→ Dataset extract:
== == ==

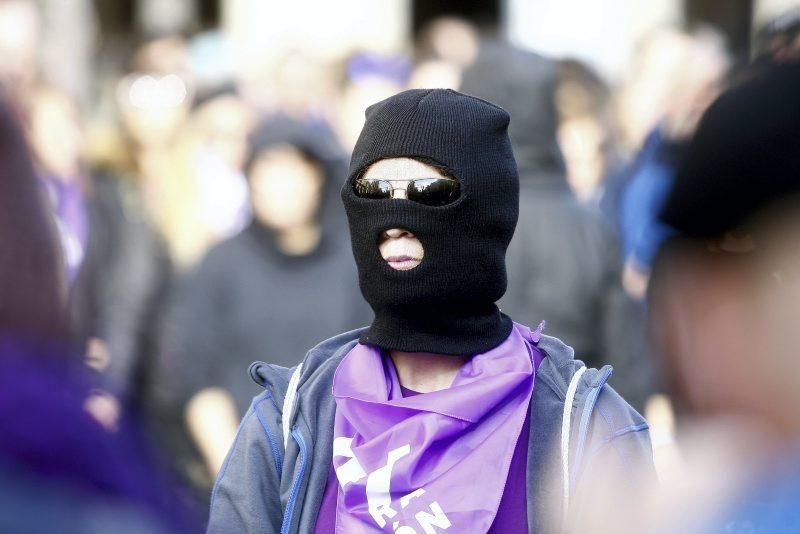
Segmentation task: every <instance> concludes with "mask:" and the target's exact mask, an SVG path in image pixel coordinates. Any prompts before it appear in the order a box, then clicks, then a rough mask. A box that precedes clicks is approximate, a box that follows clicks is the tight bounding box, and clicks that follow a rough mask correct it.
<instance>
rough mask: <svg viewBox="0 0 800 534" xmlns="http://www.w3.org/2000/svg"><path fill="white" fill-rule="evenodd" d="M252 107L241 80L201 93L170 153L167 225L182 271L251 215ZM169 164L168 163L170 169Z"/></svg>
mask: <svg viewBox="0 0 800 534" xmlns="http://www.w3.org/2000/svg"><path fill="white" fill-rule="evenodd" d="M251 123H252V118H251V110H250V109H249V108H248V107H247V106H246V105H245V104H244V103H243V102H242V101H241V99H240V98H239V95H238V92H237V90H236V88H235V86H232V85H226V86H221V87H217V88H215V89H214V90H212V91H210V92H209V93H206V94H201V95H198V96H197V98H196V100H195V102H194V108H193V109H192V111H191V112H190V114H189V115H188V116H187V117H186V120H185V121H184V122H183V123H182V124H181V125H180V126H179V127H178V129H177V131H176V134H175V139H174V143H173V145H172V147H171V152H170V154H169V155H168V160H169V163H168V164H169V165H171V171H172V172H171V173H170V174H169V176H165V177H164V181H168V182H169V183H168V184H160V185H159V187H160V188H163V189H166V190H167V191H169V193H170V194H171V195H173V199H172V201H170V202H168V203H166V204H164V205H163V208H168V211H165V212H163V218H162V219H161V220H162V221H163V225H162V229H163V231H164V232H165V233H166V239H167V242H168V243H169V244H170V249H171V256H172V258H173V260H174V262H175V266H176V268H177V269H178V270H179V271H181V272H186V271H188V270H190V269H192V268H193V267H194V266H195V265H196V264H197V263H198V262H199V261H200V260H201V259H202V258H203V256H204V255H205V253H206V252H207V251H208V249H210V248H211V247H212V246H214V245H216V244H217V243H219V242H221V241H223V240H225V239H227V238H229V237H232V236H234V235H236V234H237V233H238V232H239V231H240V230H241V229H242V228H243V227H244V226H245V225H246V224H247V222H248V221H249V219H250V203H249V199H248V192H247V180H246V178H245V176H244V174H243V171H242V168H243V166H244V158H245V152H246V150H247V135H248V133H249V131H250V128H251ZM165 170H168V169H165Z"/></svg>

== == ==

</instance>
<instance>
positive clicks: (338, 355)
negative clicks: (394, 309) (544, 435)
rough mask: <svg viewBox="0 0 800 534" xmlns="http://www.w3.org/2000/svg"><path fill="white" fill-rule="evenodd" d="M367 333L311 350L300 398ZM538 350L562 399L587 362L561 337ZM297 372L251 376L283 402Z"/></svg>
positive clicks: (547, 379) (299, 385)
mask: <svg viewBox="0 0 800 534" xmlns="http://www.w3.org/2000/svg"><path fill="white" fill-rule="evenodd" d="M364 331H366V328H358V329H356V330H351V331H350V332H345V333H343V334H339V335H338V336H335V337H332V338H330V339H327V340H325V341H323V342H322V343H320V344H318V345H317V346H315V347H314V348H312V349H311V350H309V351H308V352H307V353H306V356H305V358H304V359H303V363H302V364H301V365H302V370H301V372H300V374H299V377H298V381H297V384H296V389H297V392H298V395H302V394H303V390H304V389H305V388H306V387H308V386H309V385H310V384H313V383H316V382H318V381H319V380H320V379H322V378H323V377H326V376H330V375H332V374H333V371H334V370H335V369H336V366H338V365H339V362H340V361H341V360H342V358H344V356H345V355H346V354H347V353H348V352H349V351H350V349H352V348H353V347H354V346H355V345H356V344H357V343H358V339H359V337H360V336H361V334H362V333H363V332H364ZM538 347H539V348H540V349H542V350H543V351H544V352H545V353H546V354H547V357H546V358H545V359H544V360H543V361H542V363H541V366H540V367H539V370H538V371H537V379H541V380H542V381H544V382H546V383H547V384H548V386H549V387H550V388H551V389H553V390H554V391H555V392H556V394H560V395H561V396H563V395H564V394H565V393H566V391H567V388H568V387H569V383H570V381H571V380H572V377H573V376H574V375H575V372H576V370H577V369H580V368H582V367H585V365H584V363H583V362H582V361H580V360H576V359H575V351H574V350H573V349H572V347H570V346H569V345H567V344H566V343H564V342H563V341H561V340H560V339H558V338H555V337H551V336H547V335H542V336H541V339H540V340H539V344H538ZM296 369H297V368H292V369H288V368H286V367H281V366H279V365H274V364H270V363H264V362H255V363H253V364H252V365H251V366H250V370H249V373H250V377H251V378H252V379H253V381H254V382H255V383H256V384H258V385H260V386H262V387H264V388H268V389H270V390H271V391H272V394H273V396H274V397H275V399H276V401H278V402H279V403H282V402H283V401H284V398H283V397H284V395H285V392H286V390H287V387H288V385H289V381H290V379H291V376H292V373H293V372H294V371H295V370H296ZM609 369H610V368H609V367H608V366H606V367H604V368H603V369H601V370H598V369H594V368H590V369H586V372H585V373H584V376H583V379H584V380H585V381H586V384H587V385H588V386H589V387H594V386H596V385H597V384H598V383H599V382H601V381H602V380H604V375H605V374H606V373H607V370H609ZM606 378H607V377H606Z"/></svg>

== == ==

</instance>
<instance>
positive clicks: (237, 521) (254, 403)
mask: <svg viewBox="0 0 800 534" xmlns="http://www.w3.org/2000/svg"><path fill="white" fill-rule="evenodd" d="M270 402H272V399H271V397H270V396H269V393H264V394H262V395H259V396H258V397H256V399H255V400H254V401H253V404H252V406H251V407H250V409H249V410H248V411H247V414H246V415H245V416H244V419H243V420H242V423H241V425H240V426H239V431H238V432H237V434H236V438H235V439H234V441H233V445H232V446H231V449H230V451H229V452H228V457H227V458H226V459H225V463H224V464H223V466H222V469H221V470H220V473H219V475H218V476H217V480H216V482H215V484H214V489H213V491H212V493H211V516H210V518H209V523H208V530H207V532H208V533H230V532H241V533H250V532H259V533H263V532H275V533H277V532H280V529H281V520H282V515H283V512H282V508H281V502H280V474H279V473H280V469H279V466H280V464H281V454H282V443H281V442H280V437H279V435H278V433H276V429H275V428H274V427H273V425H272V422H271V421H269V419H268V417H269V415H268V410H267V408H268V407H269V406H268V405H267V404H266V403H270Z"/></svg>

== == ==

Look above for the line holding "negative clicks: (394, 309) (544, 435)". Print it and every line after it, exactly, through the line holding "333L311 350L300 398ZM538".

negative clicks: (394, 309) (544, 435)
rough mask: <svg viewBox="0 0 800 534" xmlns="http://www.w3.org/2000/svg"><path fill="white" fill-rule="evenodd" d="M367 333L311 350L300 398ZM538 350L562 399L587 362L561 337ZM297 372L251 376L283 402Z"/></svg>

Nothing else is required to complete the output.